(Photo labels with bounding boxes)

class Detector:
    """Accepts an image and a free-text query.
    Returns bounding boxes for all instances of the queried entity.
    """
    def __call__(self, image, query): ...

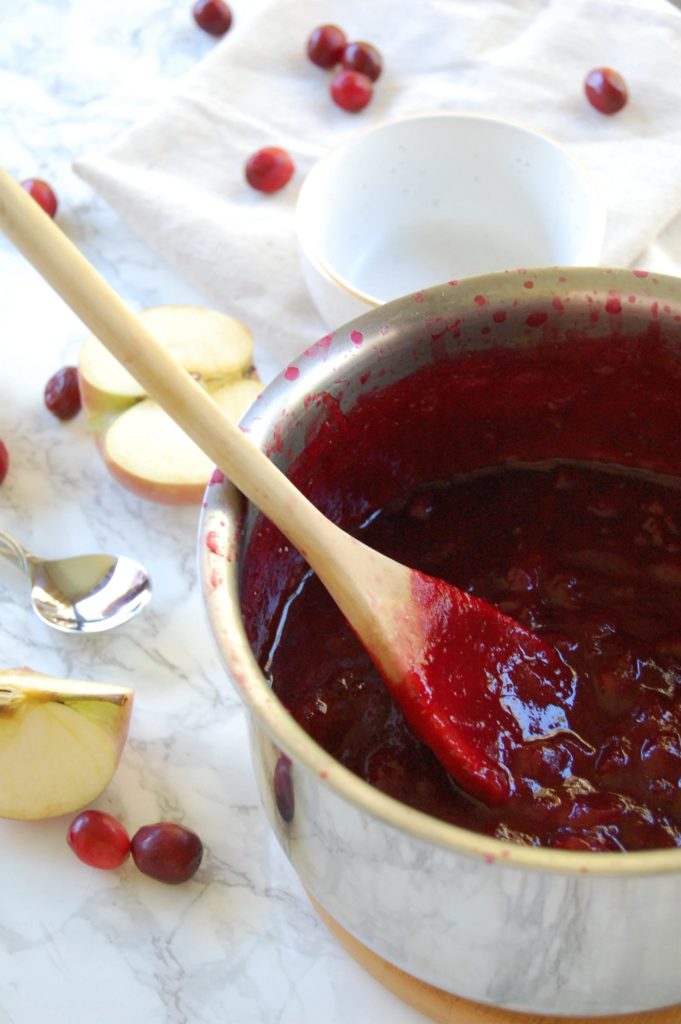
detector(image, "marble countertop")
[0,0,681,1024]
[0,0,432,1024]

> **GOAL**
Write out every line of the entries again, requests included, and increase each bounding-box coordinate in the answers by 58. Leave the pictures out.

> **ANSWER FOR THE TASK**
class Detector:
    """Accepts an image and a free-text query.
    Returns bounding boxes for all instances of the queried entity.
    """
    def __call__(self, image, query): ...

detector(image, "marble countertop")
[58,58,739,1082]
[58,58,490,1082]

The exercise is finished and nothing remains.